THE TASK:
Extract the listing in its entirety, keeping each line identical to the original.

Stored items from a collection
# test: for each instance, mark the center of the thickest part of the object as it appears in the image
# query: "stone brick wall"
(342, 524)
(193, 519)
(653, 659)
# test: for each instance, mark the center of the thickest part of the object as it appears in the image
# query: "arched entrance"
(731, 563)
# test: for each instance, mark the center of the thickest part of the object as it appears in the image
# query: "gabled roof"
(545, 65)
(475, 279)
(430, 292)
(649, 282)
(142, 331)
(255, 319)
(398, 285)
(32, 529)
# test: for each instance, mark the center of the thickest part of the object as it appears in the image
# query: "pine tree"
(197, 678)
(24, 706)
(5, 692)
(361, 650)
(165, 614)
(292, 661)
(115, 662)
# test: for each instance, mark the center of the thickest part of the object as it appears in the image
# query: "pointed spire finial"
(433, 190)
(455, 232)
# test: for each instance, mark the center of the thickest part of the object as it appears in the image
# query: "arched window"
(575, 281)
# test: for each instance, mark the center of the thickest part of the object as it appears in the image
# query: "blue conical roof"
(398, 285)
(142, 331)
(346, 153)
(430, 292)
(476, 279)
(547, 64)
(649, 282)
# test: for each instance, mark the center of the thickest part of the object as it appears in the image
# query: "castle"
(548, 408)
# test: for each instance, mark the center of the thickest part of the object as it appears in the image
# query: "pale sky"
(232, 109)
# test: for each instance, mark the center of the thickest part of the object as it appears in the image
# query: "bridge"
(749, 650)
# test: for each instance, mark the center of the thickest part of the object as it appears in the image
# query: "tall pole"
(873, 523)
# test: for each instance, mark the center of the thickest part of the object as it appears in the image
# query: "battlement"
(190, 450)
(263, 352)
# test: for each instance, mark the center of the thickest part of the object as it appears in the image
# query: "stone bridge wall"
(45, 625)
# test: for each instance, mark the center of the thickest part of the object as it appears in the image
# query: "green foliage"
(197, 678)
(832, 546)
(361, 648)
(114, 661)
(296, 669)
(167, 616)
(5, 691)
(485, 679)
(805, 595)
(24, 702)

SOLUTION TO THIS TASK:
# test: for each instance, mark the center of the thickest part of the object as it appears in the image
# query: "stone brick wall"
(342, 524)
(193, 519)
(653, 659)
# test: for each instance, mark the center of the thickest part of the object as it appears in the image
# query: "arched entrance"
(731, 563)
# test: for each instance, mark the center of the thickest part of the object as it appears in the image
# query: "gabled roof"
(545, 65)
(475, 279)
(430, 292)
(649, 282)
(142, 331)
(255, 319)
(398, 285)
(32, 529)
# test: for each instance, mark the center of the thickest part of the object as it appears in the image
# query: "pine tree"
(197, 678)
(24, 706)
(5, 692)
(361, 650)
(165, 614)
(292, 661)
(115, 662)
# test: for each instance, mark the center of the thickest part of the object as it appears in the image
# query: "pointed spire finial"
(433, 190)
(455, 232)
# test: for each instance, mark the center of the thickest part of the object as it appears in the image
# query: "arched window"
(575, 281)
# test: for each instance, mark the center of the thickest part of the object as it appears in the image
# query: "blue conical roof"
(398, 285)
(142, 331)
(346, 153)
(430, 292)
(476, 279)
(547, 64)
(649, 282)
# test: for each instance, mark the center of the thickest part of the object as it appears in the image
# query: "castle"
(548, 408)
# test: for each instance, mark the center of the thickest part of the object as it appears in the image
# query: "pale sky"
(232, 109)
# test: for each instance, mark the center of the thickest part of the object as it appears in the image
# query: "bridge"
(749, 650)
# test: for each instance, mark the center of the thickest part of the object as it appears in the image
# query: "tall pole"
(873, 523)
# test: for each instance, mark the center of the thickest part of the object as it appears in the image
# query: "battlement"
(190, 450)
(263, 352)
# test: for each instance, mark the center of the thickest part of the object as it appears in the image
# query: "stone bridge wall"
(45, 625)
# test: for each instance, mark the center of the thickest part of the object as it appears in the image
# query: "green foliage"
(197, 678)
(832, 546)
(361, 648)
(114, 661)
(296, 669)
(167, 616)
(5, 691)
(485, 679)
(805, 595)
(24, 702)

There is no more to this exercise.